#### Source excerpt ####

A second method involves finding time at the Prime Meridian (zero longitude) by a technique called lunar distance. This required measuring the angle between the moon and a star. At that moment anyone on the surface of the earth who can see the same two bodies will observe the same angle between them after certain routine corrections. The navigator then consults a prepared table of lunar distances and the times at which they will occur. By comparing the corrected lunar distance with the tabulated values, the navigator finds the Greenwich time for that observation. A major problem was that these measurements require greater accuracy than can be obtained on a rolling ship. The observer must be on a stable surface to measure angles.
The British Board of Longitude announced a prize of £20,000 for the person who devised a method that could stand the test of a voyage to the West Indies and back with a maximum error of thirty minutes (0.5°) longitude. This was a princely sum comparable to $4,000,000 today. The membership of the Board consisted of scientists, naval officers, and government officials, plus a group of ex-officio members who acted as advisors to the Board of Longitude. The advisors included the Astronomer Royal, John Flamsteed, the president of the Royal Society, Sir Isaac Newton, and prominent mathematicians from Oxford and Cambridge among others. From the composition of the Board it might be expected that they anticipated an astronomical solution to longitude.
When the Board announced its enticing prize many proposals were submitted including numerous crackpot ideas. Most proposals submitted for the Board’s consideration were variation’s on the lunar distance approach. Although the lunar distance method was complicated and impractical, the use of a clock for finding longitude was deemed impossible for the accuracy required.
This brings us to the third method for finding longitude: the clock. The best clocks of the day were regulated by a pendulum requiring a stable platform and even the most accurate would lose several minutes per day. In 1675 a Dutch astronomer and mathematician, Christiaan Huygens, invented a chronometer regulated by a balance wheel and a spiral spring rather than a pendulum. This innovation became the basis for pocket watches. Huygens tested his invention at sea, but it never achieved the accuracy needed for navigation. Several others attempted to refine the concept but they came to nothing.

#### Given material ####

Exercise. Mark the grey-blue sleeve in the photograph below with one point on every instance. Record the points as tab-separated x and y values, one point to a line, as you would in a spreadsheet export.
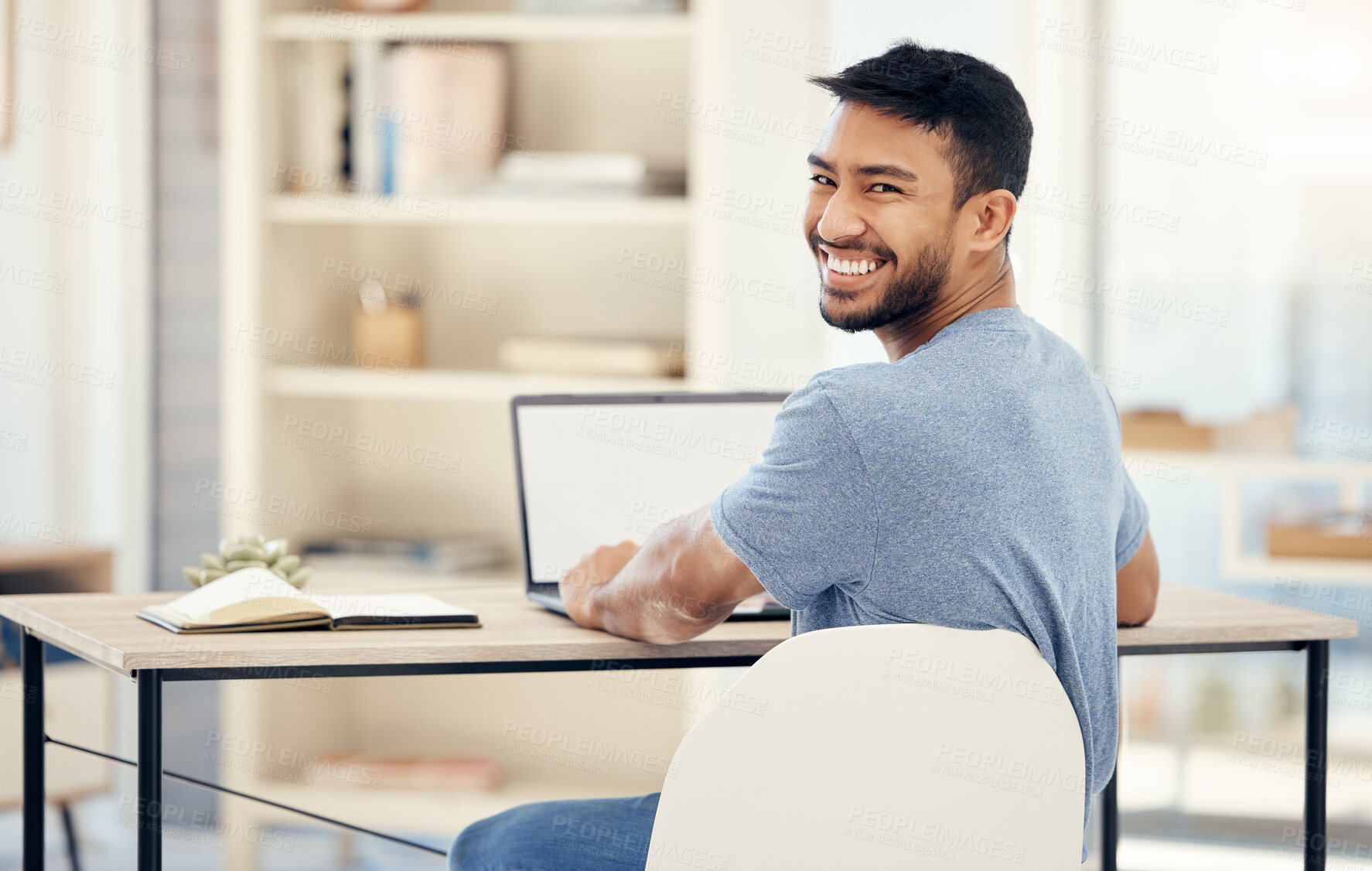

####

Exercise goal = Can you repeat the longitude passage word for word, starting with "A second method" and going on through "to measure angles."? This data has no connection to the longitude passage.

Answer in full =
A second method involves finding time at the Prime Meridian (zero longitude) by a technique called lunar distance. This required measuring the angle between the moon and a star. At that moment anyone on the surface of the earth who can see the same two bodies will observe the same angle between them after certain routine corrections. The navigator then consults a prepared table of lunar distances and the times at which they will occur. By comparing the corrected lunar distance with the tabulated values, the navigator finds the Greenwich time for that observation. A major problem was that these measurements require greater accuracy than can be obtained on a rolling ship. The observer must be on a stable surface to measure angles.